Goal> Give back exactly the lines from the one containing "If you could point at the clear" through the end of the records, including both, and no others.

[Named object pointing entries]

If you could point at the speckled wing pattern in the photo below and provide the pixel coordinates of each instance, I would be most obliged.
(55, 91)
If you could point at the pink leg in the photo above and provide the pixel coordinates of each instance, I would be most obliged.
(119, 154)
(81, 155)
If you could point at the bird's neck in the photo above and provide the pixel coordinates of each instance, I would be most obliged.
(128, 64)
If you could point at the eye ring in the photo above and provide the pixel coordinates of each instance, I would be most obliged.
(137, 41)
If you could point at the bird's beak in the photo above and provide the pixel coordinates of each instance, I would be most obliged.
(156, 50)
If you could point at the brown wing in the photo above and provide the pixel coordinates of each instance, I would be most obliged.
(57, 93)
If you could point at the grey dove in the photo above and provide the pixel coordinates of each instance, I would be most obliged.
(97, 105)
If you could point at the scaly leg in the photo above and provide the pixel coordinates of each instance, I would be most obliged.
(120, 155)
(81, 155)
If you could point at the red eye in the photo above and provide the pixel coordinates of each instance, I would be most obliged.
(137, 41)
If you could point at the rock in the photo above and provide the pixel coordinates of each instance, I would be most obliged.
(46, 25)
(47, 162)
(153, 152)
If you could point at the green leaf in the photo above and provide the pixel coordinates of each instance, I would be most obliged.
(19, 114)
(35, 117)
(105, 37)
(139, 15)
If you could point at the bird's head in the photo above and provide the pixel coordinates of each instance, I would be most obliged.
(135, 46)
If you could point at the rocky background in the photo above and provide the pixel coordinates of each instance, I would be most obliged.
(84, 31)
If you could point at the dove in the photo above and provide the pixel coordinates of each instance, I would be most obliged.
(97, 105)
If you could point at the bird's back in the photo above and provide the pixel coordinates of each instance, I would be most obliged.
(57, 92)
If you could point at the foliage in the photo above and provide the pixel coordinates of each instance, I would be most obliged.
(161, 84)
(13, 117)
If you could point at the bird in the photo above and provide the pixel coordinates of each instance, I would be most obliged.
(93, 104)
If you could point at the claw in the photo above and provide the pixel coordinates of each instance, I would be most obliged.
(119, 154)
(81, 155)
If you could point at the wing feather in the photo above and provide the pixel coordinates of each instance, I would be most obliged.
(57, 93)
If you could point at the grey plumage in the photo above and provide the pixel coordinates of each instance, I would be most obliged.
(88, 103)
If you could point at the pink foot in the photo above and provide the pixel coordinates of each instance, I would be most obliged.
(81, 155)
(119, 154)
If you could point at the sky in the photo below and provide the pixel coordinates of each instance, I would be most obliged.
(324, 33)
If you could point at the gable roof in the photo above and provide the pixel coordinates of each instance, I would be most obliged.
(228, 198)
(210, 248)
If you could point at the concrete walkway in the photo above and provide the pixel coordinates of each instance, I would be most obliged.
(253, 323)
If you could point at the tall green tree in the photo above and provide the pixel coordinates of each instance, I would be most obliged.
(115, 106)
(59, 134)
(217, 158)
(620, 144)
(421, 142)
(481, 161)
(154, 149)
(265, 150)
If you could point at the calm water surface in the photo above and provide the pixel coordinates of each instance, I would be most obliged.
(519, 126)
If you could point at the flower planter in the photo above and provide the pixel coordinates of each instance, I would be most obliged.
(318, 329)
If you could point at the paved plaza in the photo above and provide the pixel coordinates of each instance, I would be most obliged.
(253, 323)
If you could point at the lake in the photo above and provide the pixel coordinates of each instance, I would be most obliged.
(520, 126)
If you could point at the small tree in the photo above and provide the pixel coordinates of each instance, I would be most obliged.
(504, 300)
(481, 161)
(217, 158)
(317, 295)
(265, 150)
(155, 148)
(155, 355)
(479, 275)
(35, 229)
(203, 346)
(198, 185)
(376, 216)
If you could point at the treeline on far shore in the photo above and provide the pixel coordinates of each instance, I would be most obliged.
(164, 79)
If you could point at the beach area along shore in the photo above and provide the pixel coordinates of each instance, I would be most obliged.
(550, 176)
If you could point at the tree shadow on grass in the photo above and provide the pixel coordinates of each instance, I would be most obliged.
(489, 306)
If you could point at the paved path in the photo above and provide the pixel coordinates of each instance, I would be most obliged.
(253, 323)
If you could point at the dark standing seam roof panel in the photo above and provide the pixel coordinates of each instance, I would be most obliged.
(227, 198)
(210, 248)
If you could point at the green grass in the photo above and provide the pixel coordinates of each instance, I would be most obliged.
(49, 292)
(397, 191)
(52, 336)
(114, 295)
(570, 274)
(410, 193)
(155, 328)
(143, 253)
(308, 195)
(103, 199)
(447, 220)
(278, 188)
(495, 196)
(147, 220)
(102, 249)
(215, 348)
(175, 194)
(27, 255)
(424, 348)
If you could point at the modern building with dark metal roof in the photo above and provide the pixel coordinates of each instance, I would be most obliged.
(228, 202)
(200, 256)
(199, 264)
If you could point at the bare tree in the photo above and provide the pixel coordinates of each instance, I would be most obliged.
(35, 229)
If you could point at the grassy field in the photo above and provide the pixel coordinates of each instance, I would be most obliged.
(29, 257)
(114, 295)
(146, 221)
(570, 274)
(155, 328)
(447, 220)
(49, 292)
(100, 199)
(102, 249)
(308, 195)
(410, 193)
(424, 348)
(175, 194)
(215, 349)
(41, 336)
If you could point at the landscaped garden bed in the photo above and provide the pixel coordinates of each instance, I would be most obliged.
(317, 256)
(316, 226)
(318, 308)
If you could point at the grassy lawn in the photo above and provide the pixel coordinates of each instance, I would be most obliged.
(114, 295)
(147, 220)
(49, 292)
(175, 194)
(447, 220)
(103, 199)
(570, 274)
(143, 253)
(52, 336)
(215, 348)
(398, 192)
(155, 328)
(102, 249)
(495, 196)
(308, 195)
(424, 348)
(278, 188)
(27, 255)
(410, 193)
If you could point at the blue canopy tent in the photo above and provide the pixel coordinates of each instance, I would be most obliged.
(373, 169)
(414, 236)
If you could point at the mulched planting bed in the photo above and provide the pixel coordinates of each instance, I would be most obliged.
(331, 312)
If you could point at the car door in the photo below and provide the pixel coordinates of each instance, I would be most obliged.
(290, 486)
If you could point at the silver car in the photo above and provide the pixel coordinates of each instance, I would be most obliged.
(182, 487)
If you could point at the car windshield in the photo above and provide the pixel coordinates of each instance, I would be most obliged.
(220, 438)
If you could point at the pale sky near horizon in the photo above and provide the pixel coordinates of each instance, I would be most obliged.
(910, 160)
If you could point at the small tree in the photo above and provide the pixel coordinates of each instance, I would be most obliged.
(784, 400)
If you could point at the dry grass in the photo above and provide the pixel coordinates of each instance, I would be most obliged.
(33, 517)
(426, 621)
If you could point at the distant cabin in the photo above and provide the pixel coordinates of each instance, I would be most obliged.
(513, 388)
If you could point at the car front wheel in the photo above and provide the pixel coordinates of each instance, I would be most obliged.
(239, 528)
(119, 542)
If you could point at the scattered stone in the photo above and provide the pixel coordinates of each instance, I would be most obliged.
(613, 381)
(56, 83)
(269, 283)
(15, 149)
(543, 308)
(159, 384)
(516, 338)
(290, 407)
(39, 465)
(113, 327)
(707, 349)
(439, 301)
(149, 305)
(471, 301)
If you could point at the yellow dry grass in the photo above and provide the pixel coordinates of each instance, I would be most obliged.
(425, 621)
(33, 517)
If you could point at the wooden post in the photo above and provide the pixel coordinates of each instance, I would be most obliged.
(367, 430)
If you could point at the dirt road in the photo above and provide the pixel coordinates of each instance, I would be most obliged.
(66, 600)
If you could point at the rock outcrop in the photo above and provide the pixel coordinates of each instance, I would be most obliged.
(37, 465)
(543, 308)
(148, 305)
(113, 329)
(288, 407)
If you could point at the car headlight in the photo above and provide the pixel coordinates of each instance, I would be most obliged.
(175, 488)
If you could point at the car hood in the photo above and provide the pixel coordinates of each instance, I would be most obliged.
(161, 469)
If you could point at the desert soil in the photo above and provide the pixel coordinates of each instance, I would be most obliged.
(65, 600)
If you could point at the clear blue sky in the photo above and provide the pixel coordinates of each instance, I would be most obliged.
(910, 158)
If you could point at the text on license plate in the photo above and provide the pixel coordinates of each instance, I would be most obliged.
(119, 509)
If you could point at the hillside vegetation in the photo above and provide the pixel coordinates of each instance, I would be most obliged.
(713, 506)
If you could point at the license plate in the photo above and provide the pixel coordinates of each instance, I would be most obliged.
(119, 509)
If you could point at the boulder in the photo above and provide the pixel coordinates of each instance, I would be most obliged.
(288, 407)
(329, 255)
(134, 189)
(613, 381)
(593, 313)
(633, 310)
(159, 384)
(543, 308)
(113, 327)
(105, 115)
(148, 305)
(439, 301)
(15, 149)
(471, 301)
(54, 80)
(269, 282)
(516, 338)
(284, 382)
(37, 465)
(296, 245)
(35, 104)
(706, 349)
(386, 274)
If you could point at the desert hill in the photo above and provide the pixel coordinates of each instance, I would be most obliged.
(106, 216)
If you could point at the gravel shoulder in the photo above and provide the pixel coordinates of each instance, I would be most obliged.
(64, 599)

Completed task>
If you could point at the clear blue sky in the photo above and provide the pixel coordinates of each instance, I would be most obliged.
(910, 158)
If you could point at the text on license plate in the photo above and provide the pixel coordinates of each instance, I would be most obliged.
(119, 509)
If you could point at the hillside vegetation in the photo above and provide the pixel coordinates of each instance, I would be most obliged.
(713, 506)
If you could point at the license plate in the photo above and provide the pixel coordinates of each instance, I would be most obliged.
(119, 509)
If you could point at the boulder in the photo above and provide the pixel coordinates of each instance, I would be most obliged.
(288, 407)
(329, 255)
(134, 189)
(613, 381)
(593, 313)
(633, 310)
(159, 384)
(543, 308)
(113, 327)
(105, 115)
(148, 305)
(439, 301)
(15, 149)
(471, 301)
(54, 80)
(269, 282)
(516, 338)
(284, 382)
(37, 465)
(296, 245)
(35, 104)
(706, 349)
(386, 274)
If you could point at the desert hill in the photo above and provide the pixel coordinates of each instance, I would be most obliged.
(106, 216)
If you could point at the gravel shoulder in the photo above and provide the pixel coordinates of each instance, I would be most obliged.
(64, 599)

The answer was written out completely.